→ **課題 A**: 本文のうち「だからと言って、今から長谷部を」で始まる段落を、主な事実を保ったまま箇条書きにまとめてください。
++++ 本文
固定は禁物だが――。ハリル流を体現した“チームの心臓”長谷部。若手の最高の手本に

text by 河治良幸 photo by Getty Images

長谷部を手本に。求められる若手の突き上げ

 ロシアW杯の時に34歳となる長谷部がすでにハリルホジッチ監督の基本コンセプトを理解し、プレーで表現していることを考えれば、彼自身のクオリティがここから大きく向上するというのは難しいかもしれない。

 しかし、見方を変えればプレーの指標となるべき選手がいることで、周囲の選手が引き上げられ、相乗効果を発揮することで、チームのパフォーマンスが高まるだろう。

 だからと言って、今から長谷部をチームの軸として固定すれば過去のチームの二の舞になりかねない。チュニジア戦で自陣の守備では資質の高さを見せながら、高い位置のプレスやパスのつなぎ、飛び出しなどに課題を残した山口蛍、この日は出場機会が無かった柴崎岳や青山敏弘の突き上げが求められる。

 ハイレベルな競争の結果として3年後に長谷部がレギュラーを張り、キャプテンマークを巻いていることは問題ないが、今から絶対的な存在として頼り続けるのは危険だ。

「リスクはあるが、色んなプレーヤーの情報がほしい」と語るハリルホジッチ監督も、ウズベキスタン戦に限らず、予選を戦いながら若い選手にチャンスを与えていくはずだ。

 その時に少しでも高いパフォーマンスで応え、そこからさらに向上していくためにも、長谷部のプレーを是とも映像で見直してほしい。

 代表メンバーに入らなかったボランチの選手にとっても、チュニジア戦の長谷部は“良い見本”になるものであり、今後のアピールの意味でも参考になるパフォーマンスだった。
++++++++
→ **課題 B**: 以下のデータから「railing」という語を含む行をすべて集め、そのまま書き写してください。
++++ 抽出データ
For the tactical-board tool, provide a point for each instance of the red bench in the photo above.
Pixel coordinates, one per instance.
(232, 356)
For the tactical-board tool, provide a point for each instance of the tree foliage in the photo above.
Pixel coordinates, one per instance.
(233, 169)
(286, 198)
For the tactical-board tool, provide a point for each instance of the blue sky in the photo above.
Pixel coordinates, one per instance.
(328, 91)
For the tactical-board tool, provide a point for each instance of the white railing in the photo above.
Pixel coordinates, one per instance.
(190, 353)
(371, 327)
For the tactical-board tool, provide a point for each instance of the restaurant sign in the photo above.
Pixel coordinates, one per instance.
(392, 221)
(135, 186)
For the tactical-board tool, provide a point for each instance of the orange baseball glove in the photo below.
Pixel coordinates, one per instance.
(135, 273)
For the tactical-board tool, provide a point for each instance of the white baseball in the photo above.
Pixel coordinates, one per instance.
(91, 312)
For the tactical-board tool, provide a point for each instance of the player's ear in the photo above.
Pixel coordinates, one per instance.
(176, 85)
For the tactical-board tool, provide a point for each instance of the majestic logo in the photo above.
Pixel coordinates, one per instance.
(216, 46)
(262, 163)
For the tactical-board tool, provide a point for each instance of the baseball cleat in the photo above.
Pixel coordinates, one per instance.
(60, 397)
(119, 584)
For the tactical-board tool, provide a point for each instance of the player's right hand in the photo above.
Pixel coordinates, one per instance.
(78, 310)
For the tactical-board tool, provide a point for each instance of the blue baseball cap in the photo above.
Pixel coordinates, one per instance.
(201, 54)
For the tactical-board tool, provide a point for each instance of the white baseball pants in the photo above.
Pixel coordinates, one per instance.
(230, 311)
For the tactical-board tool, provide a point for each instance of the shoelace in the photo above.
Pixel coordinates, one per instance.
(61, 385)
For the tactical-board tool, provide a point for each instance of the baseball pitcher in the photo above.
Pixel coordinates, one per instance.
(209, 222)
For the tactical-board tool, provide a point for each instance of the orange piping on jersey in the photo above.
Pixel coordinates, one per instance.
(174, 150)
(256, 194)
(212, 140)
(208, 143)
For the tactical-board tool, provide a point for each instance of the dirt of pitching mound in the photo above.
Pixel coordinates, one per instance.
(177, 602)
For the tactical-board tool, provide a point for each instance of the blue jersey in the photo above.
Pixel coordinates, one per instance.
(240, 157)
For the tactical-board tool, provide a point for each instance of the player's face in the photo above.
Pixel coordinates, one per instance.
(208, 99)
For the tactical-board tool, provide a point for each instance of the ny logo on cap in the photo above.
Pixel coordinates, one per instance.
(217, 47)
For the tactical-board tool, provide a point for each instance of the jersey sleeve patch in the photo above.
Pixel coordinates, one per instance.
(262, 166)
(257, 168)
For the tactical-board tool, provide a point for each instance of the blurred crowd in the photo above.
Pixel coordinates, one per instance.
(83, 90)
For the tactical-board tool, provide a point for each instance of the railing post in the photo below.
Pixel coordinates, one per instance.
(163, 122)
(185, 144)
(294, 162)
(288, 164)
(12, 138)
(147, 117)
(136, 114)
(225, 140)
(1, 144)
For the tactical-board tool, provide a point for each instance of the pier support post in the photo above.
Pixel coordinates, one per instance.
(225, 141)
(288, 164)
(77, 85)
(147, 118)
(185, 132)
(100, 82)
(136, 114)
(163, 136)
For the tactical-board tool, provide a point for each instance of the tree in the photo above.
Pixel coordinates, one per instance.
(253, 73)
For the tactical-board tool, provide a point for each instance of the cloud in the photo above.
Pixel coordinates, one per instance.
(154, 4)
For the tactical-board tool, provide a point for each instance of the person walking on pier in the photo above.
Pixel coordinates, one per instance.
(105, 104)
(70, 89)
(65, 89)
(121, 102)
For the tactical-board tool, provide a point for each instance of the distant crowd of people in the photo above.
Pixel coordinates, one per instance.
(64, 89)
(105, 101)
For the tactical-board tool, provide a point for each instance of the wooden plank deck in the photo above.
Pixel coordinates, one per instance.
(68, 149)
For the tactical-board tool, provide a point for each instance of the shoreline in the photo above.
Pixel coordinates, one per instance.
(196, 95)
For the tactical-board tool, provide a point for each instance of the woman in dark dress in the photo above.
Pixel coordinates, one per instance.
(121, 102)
++++++++
→ **最終解答 A**:
- 今から長谷部をチームの軸として固定すると、過去のチームの二の舞になりかねない。
- 山口蛍はチュニジア戦の自陣の守備で資質の高さを見せた。一方で、高い位置のプレス、パスのつなぎ、飛び出しなどに課題を残した。
- 山口蛍、および同日に出場機会のなかった柴崎岳と青山敏弘の突き上げが求められる。

→ **最終解答 B**:
For the tactical-board tool, provide a point for each instance of the white railing in the photo above.
For the tactical-board tool, provide a point for each instance of the railing post in the photo below.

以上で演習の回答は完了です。